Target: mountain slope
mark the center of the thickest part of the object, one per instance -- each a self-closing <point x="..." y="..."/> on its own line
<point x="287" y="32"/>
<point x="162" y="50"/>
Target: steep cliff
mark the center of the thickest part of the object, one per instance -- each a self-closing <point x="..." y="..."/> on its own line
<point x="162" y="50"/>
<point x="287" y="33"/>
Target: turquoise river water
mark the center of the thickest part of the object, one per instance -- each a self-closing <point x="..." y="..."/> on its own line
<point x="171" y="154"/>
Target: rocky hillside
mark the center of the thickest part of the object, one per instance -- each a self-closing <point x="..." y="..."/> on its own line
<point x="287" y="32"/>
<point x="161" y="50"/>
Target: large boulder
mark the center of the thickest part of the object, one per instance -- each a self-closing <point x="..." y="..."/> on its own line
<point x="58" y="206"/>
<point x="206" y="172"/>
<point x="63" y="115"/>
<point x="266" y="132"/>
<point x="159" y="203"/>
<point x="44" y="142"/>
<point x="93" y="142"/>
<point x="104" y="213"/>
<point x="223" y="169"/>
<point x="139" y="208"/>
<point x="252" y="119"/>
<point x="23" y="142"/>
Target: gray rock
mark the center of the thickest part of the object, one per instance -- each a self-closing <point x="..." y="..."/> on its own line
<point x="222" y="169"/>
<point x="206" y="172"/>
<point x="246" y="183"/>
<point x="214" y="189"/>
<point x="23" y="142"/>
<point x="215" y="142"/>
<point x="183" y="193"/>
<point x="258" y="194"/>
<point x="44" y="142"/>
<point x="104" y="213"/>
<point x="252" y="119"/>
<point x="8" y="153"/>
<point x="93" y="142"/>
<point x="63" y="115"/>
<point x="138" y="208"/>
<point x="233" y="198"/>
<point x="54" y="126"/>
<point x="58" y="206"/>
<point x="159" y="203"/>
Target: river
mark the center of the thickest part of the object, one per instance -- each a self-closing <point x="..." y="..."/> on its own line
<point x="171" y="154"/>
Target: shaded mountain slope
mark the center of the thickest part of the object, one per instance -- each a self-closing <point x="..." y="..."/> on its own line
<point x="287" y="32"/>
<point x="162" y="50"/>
****************
Task objective: Nothing should appear in the answer except the lines above from the line with "Target: turquoise river water" through the line with "Target: shaded mountain slope", both included, written out exactly.

Expected output:
Target: turquoise river water
mark the center of the thickest part of the object, one per instance -- each a self-closing <point x="..." y="..."/> on its own line
<point x="171" y="154"/>
Target: rocky hillside
mark the center of the thickest part of the object, one per instance -- each a self-closing <point x="..." y="..."/> on its own line
<point x="287" y="32"/>
<point x="161" y="50"/>
Target: large boulder
mark the center of the thickest part of the object, one per instance -- each a self-closing <point x="..." y="..."/> on its own line
<point x="58" y="206"/>
<point x="206" y="172"/>
<point x="63" y="115"/>
<point x="266" y="132"/>
<point x="159" y="203"/>
<point x="44" y="142"/>
<point x="93" y="142"/>
<point x="104" y="213"/>
<point x="223" y="169"/>
<point x="139" y="208"/>
<point x="252" y="119"/>
<point x="23" y="142"/>
Target: gray rock
mark the center of the thickest part of the object, one per instance -- each a self-closing <point x="..." y="..."/> on its own line
<point x="222" y="169"/>
<point x="206" y="172"/>
<point x="246" y="183"/>
<point x="214" y="189"/>
<point x="23" y="142"/>
<point x="215" y="142"/>
<point x="183" y="193"/>
<point x="258" y="194"/>
<point x="44" y="142"/>
<point x="104" y="213"/>
<point x="252" y="119"/>
<point x="8" y="153"/>
<point x="93" y="142"/>
<point x="63" y="115"/>
<point x="138" y="208"/>
<point x="233" y="198"/>
<point x="54" y="126"/>
<point x="58" y="206"/>
<point x="159" y="203"/>
Target: river
mark the center of the thickest part of the object, one per instance -- each a self-closing <point x="..." y="..."/> on its own line
<point x="171" y="154"/>
Target: shaded mountain slope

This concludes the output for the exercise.